### TEXT SEGMENT

--- START ---

The French Connection is an unusual sort of detective movie. Firstly, there is no obvious crime to which the detectives are solving to begin with. Gene Hackman's Jimmy 'Popeye' Doyle, a NY detective working in narcotics, goes out for drinks after work with his partner. But Popeye is never 'off' and soon spots a suspicious character, a man spending a lot of money. Obviously, he and his partner decide to start to follow the fellow. During the remaining hour and a half they learn that there actually is a criminal connection and a plot to bring lots of heroin into the US from France via a small car.
This unconventional set up, to what appears to be a police procedural on the tin, goes to the heart of Popeye's character and what makes him different to most screen cops. Like a lot of detectives he is obsessive, but I would characterise his obsessions as focused on the task of police work rather than caring about the crime. He finishes one case and launches into another on a whim. Most of the film is spent tailing potential criminals on foot for hours, often in the freezing cold. He stands still whilst the two antagonists eat a slap up lunch in a high end restaurant, course after course wending their way past the windows while he sips barely drinkable coffee.
His obsessions lead to one of the most imitated car chases in cinema history. Initially begun on foot, a crook catches the train before hijacking it, leaving Popeye to follow underneath the rail line in his car, accidentally crashing into several stunt vehicles on the way. He seems unmoved by the chaos caused in his pursuit. At the climax of the film, he mistakes a FBI agent for the French drug baron and shoots him dead. This same agent had been initially reluctant to work with Popeye for previously causing an officer's death. So relentless is his chase of the case that he barely bats an eye as he surveys the body of the lawman he has gunned down.

--- END ---

Stored records
--- START ---

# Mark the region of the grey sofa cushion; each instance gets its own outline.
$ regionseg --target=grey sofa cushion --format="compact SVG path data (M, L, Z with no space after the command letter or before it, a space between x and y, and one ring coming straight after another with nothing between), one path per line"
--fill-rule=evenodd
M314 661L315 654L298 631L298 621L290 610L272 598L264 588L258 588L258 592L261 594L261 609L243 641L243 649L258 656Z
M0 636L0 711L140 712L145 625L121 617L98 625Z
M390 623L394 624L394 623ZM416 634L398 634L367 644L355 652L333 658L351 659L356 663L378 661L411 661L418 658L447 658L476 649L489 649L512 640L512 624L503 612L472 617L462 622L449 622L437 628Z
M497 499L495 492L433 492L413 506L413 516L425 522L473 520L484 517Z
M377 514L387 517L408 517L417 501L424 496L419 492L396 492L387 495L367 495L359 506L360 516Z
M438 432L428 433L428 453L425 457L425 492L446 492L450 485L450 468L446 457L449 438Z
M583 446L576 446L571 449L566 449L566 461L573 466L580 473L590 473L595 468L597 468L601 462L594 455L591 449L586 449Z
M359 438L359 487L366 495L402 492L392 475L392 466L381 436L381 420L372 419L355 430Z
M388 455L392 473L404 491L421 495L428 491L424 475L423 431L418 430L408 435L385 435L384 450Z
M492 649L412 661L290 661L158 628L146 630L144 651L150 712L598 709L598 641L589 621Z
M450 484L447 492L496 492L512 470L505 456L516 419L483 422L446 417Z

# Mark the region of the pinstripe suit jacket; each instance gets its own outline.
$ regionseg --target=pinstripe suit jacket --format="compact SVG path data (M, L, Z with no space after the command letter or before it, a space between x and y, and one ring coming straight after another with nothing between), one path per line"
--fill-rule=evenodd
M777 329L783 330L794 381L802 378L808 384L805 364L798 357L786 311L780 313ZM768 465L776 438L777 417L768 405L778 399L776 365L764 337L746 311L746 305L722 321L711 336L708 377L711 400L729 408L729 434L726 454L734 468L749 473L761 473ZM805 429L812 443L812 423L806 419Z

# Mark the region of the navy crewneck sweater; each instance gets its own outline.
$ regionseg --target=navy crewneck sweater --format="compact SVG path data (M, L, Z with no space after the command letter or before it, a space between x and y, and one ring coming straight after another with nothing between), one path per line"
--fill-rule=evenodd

--- END ---

### ACTIVITY LIST
[1] List every law enforcement figure mentioned in the review of The French Connection.
[2] In The French Connection review, what does Popeye drink while the two antagonists eat lunch in a high end restaurant?
[3] Carry on writing the review of The French Connection, picking up after its final sentence.

### OUTPUTS BY TASK
[1]
- Jimmy 'Popeye' Doyle, the NY narcotics detective played by Gene Hackman
- Popeye's partner
- The FBI agent Popeye shoots dead at the climax
- The officer whose death Popeye had previously caused

[2] He sips barely drinkable coffee.

[3]
In many ways, Popeyes obsession with work at the costs of a social life, comfort, and the lives of others, is reminiscent of a drug addict. Alain Charnier, the French supplier, not only is providing physical drugs for the people of New York and beyond, but he is also feeding Popeye's addiction. The compulsive way Popeye orders the destruction of a car to find the hidden heroin seems much the same as if a heroin addict were undertaking the same task. His failure to ultimately capture Charnier, and his subsequent removal from the narcotics division, show how this addiction has ruined his life. His work, though bringing some benefits, is destructive as all addictions are.
The pacing of the film is engaging and the modernist score moves between 70s funks to angular dissonances. Often the musicians seem to be out of tune and out of time. My suspicion is this too ties in with the unsteadiness of Doyle's character. The chromaticisms and unwieldiness of the score almost track Popeye as he chases his own dragon. An enjoyable classic nonetheless and another one 'ticked off'!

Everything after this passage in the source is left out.